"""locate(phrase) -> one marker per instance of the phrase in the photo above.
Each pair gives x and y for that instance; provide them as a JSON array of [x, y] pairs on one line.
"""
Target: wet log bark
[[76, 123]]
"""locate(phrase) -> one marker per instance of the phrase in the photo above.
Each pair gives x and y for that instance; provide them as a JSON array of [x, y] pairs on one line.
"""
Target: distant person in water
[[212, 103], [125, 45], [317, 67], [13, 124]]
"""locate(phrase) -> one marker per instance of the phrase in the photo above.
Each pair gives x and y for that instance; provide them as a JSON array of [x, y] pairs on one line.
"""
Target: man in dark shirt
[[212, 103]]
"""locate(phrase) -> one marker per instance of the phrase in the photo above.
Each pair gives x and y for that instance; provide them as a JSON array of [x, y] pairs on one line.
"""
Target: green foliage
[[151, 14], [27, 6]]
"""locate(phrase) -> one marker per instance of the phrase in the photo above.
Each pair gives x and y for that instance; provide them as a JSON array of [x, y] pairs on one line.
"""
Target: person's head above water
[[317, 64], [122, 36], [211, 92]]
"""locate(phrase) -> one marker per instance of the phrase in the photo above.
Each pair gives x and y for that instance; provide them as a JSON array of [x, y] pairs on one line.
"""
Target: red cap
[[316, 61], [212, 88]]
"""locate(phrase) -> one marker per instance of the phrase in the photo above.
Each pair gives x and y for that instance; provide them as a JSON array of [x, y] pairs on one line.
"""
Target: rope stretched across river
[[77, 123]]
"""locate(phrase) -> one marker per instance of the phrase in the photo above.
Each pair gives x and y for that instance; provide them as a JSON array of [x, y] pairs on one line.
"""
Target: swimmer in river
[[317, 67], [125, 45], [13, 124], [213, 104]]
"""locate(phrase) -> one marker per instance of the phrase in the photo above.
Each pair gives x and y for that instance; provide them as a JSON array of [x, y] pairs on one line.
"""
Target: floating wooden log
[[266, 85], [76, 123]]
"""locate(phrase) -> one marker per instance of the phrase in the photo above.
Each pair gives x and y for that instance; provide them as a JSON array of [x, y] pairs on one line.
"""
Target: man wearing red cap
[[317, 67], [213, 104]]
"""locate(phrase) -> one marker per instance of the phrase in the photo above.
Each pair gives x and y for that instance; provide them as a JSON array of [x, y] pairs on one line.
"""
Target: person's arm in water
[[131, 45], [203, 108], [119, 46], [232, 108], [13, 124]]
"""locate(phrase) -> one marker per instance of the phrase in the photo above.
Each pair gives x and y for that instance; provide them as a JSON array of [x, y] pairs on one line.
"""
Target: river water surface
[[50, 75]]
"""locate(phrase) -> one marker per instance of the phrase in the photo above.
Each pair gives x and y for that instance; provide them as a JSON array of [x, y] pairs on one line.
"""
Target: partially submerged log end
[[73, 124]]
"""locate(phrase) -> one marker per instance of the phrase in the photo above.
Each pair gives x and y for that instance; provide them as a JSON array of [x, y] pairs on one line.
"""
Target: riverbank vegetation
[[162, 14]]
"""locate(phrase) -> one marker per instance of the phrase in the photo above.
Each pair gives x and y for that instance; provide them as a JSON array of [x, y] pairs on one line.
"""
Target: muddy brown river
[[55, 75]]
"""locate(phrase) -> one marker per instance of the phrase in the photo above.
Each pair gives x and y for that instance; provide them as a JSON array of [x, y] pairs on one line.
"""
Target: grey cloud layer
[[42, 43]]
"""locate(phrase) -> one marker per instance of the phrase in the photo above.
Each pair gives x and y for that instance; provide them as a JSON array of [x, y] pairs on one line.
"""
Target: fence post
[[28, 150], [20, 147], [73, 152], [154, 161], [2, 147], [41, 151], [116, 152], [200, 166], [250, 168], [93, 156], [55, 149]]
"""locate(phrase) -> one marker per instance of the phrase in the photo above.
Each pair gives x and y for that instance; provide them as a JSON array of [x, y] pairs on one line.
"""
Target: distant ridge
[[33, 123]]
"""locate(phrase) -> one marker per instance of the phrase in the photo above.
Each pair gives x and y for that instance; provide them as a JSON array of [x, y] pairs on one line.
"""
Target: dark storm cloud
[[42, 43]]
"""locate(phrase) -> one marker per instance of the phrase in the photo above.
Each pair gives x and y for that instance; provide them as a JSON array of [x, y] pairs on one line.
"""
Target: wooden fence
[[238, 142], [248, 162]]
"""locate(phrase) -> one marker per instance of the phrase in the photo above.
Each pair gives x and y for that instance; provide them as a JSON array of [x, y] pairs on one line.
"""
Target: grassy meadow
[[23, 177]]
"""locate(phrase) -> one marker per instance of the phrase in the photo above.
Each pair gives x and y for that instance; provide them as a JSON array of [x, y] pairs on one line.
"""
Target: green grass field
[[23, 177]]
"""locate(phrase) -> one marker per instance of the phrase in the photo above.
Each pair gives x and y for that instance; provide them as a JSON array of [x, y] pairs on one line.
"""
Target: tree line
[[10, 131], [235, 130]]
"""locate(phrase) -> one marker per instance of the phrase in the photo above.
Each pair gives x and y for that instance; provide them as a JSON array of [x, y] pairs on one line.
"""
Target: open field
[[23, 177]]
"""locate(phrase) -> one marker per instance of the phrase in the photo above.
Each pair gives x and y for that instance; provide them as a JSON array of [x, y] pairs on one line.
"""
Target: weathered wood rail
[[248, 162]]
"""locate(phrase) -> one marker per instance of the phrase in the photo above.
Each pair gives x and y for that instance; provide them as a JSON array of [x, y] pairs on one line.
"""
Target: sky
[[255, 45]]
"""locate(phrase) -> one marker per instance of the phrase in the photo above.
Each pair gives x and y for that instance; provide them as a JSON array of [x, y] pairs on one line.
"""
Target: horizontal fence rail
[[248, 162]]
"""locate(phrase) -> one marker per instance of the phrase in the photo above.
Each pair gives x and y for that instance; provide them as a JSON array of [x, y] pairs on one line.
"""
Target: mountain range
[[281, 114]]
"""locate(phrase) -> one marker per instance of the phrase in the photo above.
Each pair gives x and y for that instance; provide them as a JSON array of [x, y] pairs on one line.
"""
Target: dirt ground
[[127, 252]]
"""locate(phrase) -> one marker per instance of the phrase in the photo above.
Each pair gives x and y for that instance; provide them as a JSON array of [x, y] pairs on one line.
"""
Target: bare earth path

- - - - - - -

→ **AIM**
Edit the material above by changing every "marker" to "point" and leaving everything else unchanged.

→ **RESPONSE**
"""locate(phrase) -> one point per instance of the phrase in the photo above.
Each pair gives x and y for that instance; provide them as a JSON array of [x, y] pairs on one line.
"""
Target: wet log bark
[[76, 123]]
"""locate(phrase) -> one point per instance of the phrase in the photo above.
Each pair gives x and y for that instance; provide them as a JSON array of [x, y] pairs on one line.
"""
Target: distant person in water
[[212, 103], [125, 45], [317, 67], [13, 124]]
"""locate(phrase) -> one point per instance of the phrase in the photo above.
Each pair gives x and y for that instance; provide them as a JSON array of [x, y] pairs on one line.
"""
Target: man in dark shirt
[[212, 103]]
"""locate(phrase) -> one point per instance of the phrase in the photo above.
Each pair gives x and y for that instance; provide them as a JSON array of [x, y] pairs on one line.
"""
Target: green foliage
[[151, 14], [27, 6]]
"""locate(phrase) -> one point per instance of the phrase in the photo above.
Each pair gives x and y for that instance; provide them as a JSON array of [x, y] pairs on one line.
"""
Target: person's head above water
[[317, 64], [122, 36], [211, 92]]
"""locate(phrase) -> one point per instance of the phrase in the photo above.
Each pair gives x and y for that instance; provide them as a JSON array of [x, y] pairs on one line.
"""
Target: red cap
[[316, 61], [212, 88]]
"""locate(phrase) -> one point per instance of the phrase in the photo above.
Each pair gives x and y for that instance; provide them as a JSON array of [x, y] pairs on one line.
"""
Target: rope stretched across river
[[77, 123]]
"""locate(phrase) -> one point per instance of the phrase in the photo above.
Each pair gives x and y for that instance; provide them as a JSON array of [x, y] pairs on one line.
"""
Target: swimmer in river
[[317, 67], [125, 45], [13, 124], [213, 104]]
"""locate(phrase) -> one point per instance of the phrase in the photo above.
Each pair gives x and y for that instance; provide them as a JSON array of [x, y] pairs on one line.
"""
Target: floating wooden log
[[266, 85], [76, 123]]
"""locate(phrase) -> one point per instance of the phrase in the photo above.
Each pair gives x and y for that instance; provide them as a JSON array of [x, y] pairs on one line.
"""
Target: man wearing red cap
[[317, 67], [213, 104]]
"""locate(phrase) -> one point per instance of the phrase in the photo above.
Each pair gives x and y for that instance; provide them as a JSON array of [x, y] pairs on one line.
"""
Target: person's arm in water
[[131, 45], [203, 108], [119, 46], [232, 108], [13, 124]]
"""locate(phrase) -> one point per instance of the phrase in the photo above.
Each pair gives x and y for that instance; provide them as a JSON array of [x, y] pairs on one line.
"""
Target: river water surface
[[50, 75]]
"""locate(phrase) -> one point per instance of the phrase in the photo above.
Each pair gives x and y for that instance; provide them as a JSON array of [x, y] pairs on one line.
"""
Target: partially submerged log end
[[73, 124]]
"""locate(phrase) -> one point per instance of the phrase in the photo above.
Each pair gives x and y for that instance; provide them as a JSON array of [x, y] pairs on one line.
"""
Target: riverbank vegetation
[[162, 14]]
"""locate(phrase) -> one point per instance of the phrase in the photo above.
Each pair gives x and y for that instance; provide them as a JSON array of [x, y] pairs on one line.
"""
Target: muddy brown river
[[55, 75]]
"""locate(phrase) -> one point per instance of the phrase in the photo above.
Each pair gives x and y for that instance; provide them as a JSON array of [x, y] pairs on one line.
"""
Target: grey cloud layer
[[42, 43]]
"""locate(phrase) -> one point per instance of the phrase in the photo above.
Each pair gives x and y for that instance; provide them as a JSON array of [x, y] pairs on one line.
"""
Target: fence post
[[28, 150], [20, 147], [73, 152], [154, 161], [2, 147], [41, 151], [116, 152], [200, 166], [250, 168], [93, 156], [55, 149]]
"""locate(phrase) -> one point per instance of the phrase in the photo above.
Each pair gives x and y for that instance; provide them as a JSON array of [x, y] pairs on one line.
"""
Target: distant ridge
[[33, 123]]
"""locate(phrase) -> one point per instance of the phrase in the photo above.
Each pair gives x and y for that instance; provide them as a JSON array of [x, y] pairs on one line.
"""
Target: dark storm cloud
[[42, 43]]
"""locate(phrase) -> one point per instance of the phrase in the photo above.
Each pair gives x and y for that instance; provide them as a JSON array of [x, y] pairs on one line.
"""
Target: wooden fence
[[238, 142], [248, 162]]
"""locate(phrase) -> one point per instance of the phrase in the photo above.
Each pair gives x and y for that instance; provide them as a JSON array of [x, y] pairs on one line.
"""
Target: grassy meadow
[[23, 177]]
"""locate(phrase) -> one point per instance of the phrase in the photo above.
Each pair gives x and y for that instance; provide them as a JSON array of [x, y] pairs on one line.
"""
Target: green grass field
[[23, 177]]
"""locate(phrase) -> one point per instance of the phrase in the photo above.
Each pair gives x and y for that instance; provide them as a JSON array of [x, y] pairs on one line.
"""
Target: tree line
[[10, 131], [235, 130]]
"""locate(phrase) -> one point per instance of the phrase in the photo above.
Each pair gives x and y for that instance; provide them as a JSON array of [x, y] pairs on one line.
"""
Target: open field
[[23, 177]]
"""locate(phrase) -> one point per instance of the phrase in the photo above.
Each pair gives x and y for that instance; provide them as a JSON array of [x, y] pairs on one line.
"""
Target: weathered wood rail
[[248, 162]]
"""locate(phrase) -> one point per instance of the phrase in the photo above.
Each pair gives x and y for that instance; provide them as a JSON array of [x, y] pairs on one line.
"""
Target: sky
[[255, 45]]
"""locate(phrase) -> one point per instance of the phrase in the photo above.
Each pair gives x and y for that instance; provide them as a JSON array of [x, y] pairs on one line.
"""
Target: horizontal fence rail
[[248, 162]]
"""locate(phrase) -> one point per instance of the phrase in the photo above.
Each pair gives x and y for that instance; provide them as a JSON array of [x, y] pairs on one line.
"""
Target: mountain range
[[281, 114]]
"""locate(phrase) -> one point per instance of the phrase in the photo above.
Each pair gives x and y for that instance; provide them as a JSON array of [x, y] pairs on one line.
"""
Target: dirt ground
[[127, 252]]
"""locate(phrase) -> one point per instance of the phrase in the photo above.
Each pair gives x and y for that instance; provide them as a JSON array of [x, y] pairs on one line.
"""
Target: bare earth path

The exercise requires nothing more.